● Tekst źródłowy:
%%

Plan dla bulwarów odsunie się w czasie? Powodem są rozmowy z deweloperami

KATEGORIA: INWESTYCJE / 24 września 2021

Proj. S.T. Architekci

W planie najbliższej sesji Rady Miasta Rzeszowa (wtorek 28 września) miał zostać rozpatrzony projekt planu zagospodarowania terenów pomiędzy prawym brzegiem Wisłoka a ul. Podwisłocze. To od wielu lat bardzo oczekiwany dokument, mający uporządkować przestrzeń w tym rejonie. Uchwała jednak może zostać zdjęta z porządku obrad. Powód? Trwające rozmowy z deweloperami na temat możliwości stworzenia tam miejskich bulwarów. Bez porozumienia, szanse na ich powstanie są niewielkie.

Założenia dla bulwarów

Projekt planu obejmuje przestrzeń 17,5 ha terenów, od mostu Zamkowego do mostu Karpackiego. Głównym zamierzeniem miejskich planistów było stworzenie na terenie objętym opracowaniem przestrzeni rekreacyjnej dla mieszkańców. Dlatego też zdecydowana jego część jest przeznaczona pod zieleń. Pojawił się także pomysł na wybudowanie potężnych estakad prowadzących z jednego brzegu Wisłoka na drugi. Jednak największy problem z realizacją tych założeń stwarza obecna sytuacja, w której duża część gruntów na terenie objętym planem należy do deweloperów planujących tam inwestycje mieszkaniowe.

Z projektowania planu wyłączono teren tuż przy moście Zamkowym, gdzie już w trakcie realizacji jest inwestycja mieszkaniowa, a kolejna jest w planie. W ostatnim czasie wydano pozwolenie na budowę, 17-kondygnacyjnego obiektu wielorodzinnego na terenach objętych planem zagospodarowania i niestety nawet uchwalenie w nim zieleni, w tym miejscu nie powstrzyma zabudowy. Oprócz tego w tym rejonie może powstać kolejne kilka zespołów wysokich budynków – pozwolenia są wydane, albo są w trakcie procedowania.

Propozycja zagospodarowania miejskich bulwarów wraz z zabudową wzdłuż ul. Podwisłocze. Proj. S.T. Architekci

Dlatego też, aby móc w ogóle myśleć o stworzeniu terenów rekreacyjnych, trzeba doprowadzić do porozumienia z inwestorami, tak aby odzyskać od nich część terenów nad Wisłokiem za w miarę rozsądną cenę. W przypadku braku takiego porozumienia i uchwalenia planu według obecnej propozycji, możliwy koszt wykupu tych gruntów (pod stworzenie bulwarów) według niektórych szacunków mógłby przekroczyć ponad 100 mln zł, co dla budżetu miasta byłoby ogromnym wyzwaniem.

%%

● Zadanie pisemne 1:
Jaką powierzchnię obejmuje projekt planu zagospodarowania opisany w artykule o bulwarach nad Wisłokiem?
● Zadanie pisemne 2:
Powiel bez zmian fragment artykułu o bulwarach nad Wisłokiem od słów „W planie najbliższej” do słów „powstanie są niewielkie.”.
● Zadanie pisemne 3:
Kontynuuj artykuł o planie dla bulwarów nad Wisłokiem, zaczynając po jego ostatnim zdaniu.

[Wskazywanie i etykietowanie pozycji]

%%

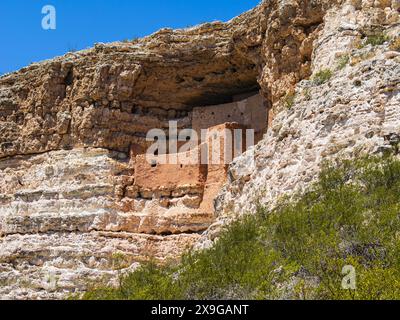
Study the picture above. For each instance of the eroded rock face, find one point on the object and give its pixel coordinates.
(72, 128)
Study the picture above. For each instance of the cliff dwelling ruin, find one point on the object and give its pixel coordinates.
(188, 185)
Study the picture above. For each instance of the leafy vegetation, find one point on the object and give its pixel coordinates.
(376, 39)
(322, 77)
(350, 217)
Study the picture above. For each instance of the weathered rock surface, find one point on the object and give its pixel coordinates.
(71, 127)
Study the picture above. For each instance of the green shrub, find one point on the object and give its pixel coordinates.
(298, 250)
(322, 77)
(376, 39)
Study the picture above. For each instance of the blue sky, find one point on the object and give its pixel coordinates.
(82, 23)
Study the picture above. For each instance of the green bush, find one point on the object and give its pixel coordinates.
(376, 39)
(298, 250)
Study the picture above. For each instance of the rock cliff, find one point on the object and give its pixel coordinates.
(72, 128)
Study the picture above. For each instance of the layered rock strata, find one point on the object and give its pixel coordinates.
(76, 206)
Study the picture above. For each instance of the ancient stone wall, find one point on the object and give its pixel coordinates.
(250, 112)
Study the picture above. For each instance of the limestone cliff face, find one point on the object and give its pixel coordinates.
(71, 211)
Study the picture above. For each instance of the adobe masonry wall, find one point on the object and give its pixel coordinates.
(162, 179)
(250, 112)
(155, 179)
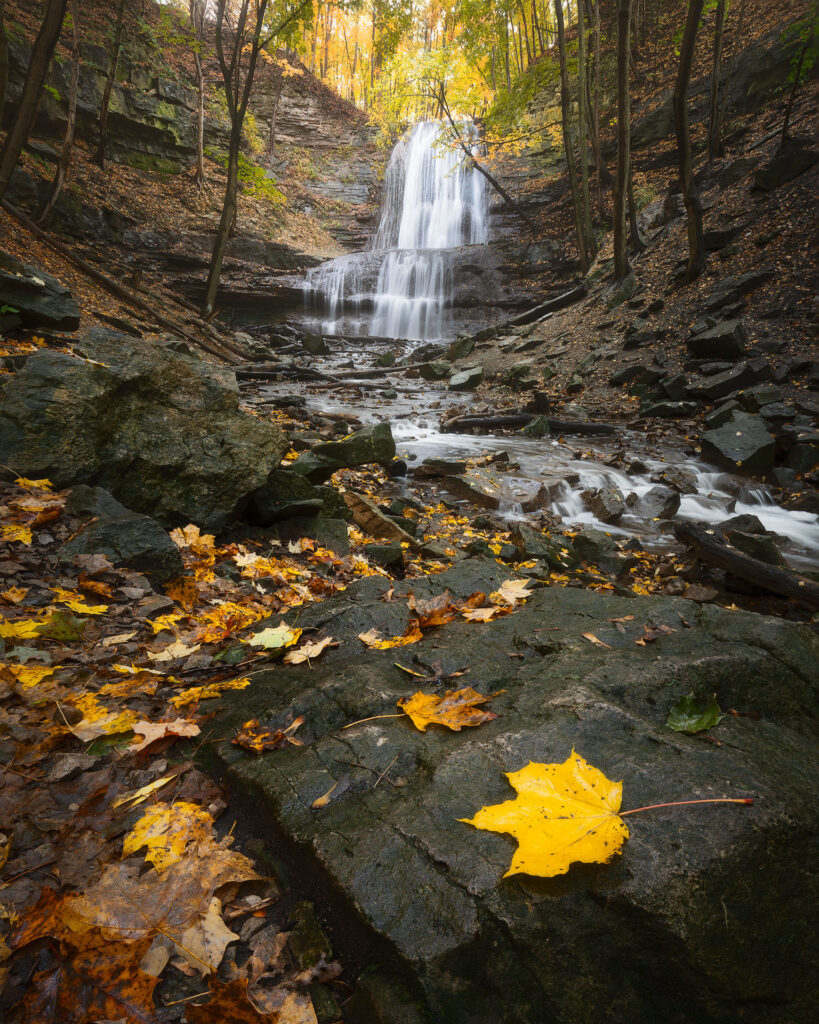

%%

● Wynik końcowy 1:
17,5 ha, od mostu Zamkowego do mostu Karpackiego.

● Wynik końcowy 2:
W planie najbliższej sesji Rady Miasta Rzeszowa (wtorek 28 września) miał zostać rozpatrzony projekt planu zagospodarowania terenów pomiędzy prawym brzegiem Wisłoka a ul. Podwisłocze. To od wielu lat bardzo oczekiwany dokument, mający uporządkować przestrzeń w tym rejonie. Uchwała jednak może zostać zdjęta z porządku obrad. Powód? Trwające rozmowy z deweloperami na temat możliwości stworzenia tam miejskich bulwarów. Bez porozumienia, szanse na ich powstanie są niewielkie.

● Wynik końcowy 3:
Inną sprawą jest również uporządkowanie planowanej przez deweloperów zabudowy w tym miejscu, tak aby te budynki, które tam powstaną, miały spójną koncepcję architektoniczną. Swoją wizję przedstawiła niedawno grupa inwestorów posiadająca działki w tym terenie. Przedstawiona przez architekta Roberta Szulara koncepcja, ma pogodzić wymogi prywatnych właścicieli ze społeczną intencją wykonania zieleni parkowej nad Wisłokiem.

Plan do zdjęcia z najbliższej sesji?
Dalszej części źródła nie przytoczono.